Top of ENTRIES SUPPLIED

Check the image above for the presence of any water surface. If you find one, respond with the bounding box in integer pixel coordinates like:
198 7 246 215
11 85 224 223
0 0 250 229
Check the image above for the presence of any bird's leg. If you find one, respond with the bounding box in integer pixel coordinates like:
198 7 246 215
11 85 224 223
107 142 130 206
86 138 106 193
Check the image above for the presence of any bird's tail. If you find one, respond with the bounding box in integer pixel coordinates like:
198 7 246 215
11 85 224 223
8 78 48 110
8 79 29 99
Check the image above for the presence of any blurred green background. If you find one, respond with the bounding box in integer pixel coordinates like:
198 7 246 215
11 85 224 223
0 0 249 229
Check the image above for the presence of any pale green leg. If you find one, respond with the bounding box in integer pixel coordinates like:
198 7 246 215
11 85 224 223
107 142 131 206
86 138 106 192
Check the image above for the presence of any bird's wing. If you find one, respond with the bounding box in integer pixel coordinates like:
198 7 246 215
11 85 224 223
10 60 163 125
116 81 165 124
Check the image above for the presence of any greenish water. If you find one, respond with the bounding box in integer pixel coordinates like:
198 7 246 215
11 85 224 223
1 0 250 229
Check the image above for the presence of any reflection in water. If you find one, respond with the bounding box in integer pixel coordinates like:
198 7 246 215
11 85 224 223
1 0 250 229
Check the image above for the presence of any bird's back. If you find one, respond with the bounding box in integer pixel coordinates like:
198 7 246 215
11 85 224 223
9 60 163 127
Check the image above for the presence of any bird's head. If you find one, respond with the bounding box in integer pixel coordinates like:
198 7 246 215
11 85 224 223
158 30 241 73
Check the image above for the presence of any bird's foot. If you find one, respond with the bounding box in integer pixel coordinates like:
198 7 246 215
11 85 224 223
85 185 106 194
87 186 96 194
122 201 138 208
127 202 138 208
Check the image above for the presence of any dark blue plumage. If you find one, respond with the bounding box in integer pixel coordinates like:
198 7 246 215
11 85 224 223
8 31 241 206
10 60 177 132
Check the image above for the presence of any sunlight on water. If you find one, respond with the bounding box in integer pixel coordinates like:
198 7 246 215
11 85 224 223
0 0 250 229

Bottom of ENTRIES SUPPLIED
Top of ENTRIES SUPPLIED

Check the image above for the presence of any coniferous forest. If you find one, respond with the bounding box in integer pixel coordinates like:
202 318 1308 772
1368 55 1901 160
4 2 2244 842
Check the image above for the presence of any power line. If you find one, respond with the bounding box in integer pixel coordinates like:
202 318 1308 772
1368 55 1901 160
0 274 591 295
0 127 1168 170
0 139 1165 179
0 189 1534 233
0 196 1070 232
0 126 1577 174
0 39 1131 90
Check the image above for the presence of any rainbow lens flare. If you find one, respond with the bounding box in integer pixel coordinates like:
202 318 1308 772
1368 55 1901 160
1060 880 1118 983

Bottom of ENTRIES SUPPLIED
Top of ENTRIES SUPPLIED

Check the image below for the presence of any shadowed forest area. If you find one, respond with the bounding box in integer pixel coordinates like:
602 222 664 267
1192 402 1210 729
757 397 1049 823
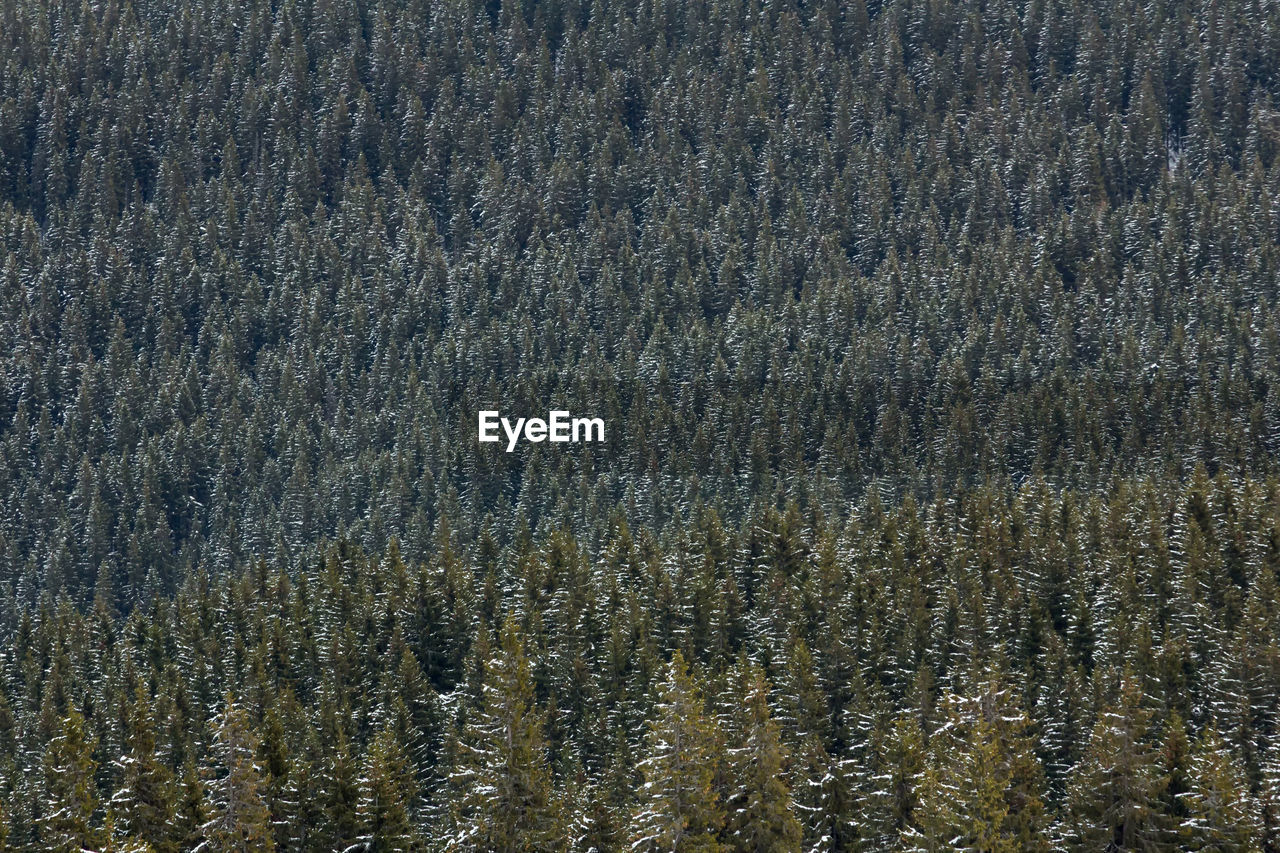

Bottom of ENTRIES SUPPLIED

A count is wanted, and nothing else: the lines of this listing that include the word "forest".

▶ _ANSWER BELOW_
2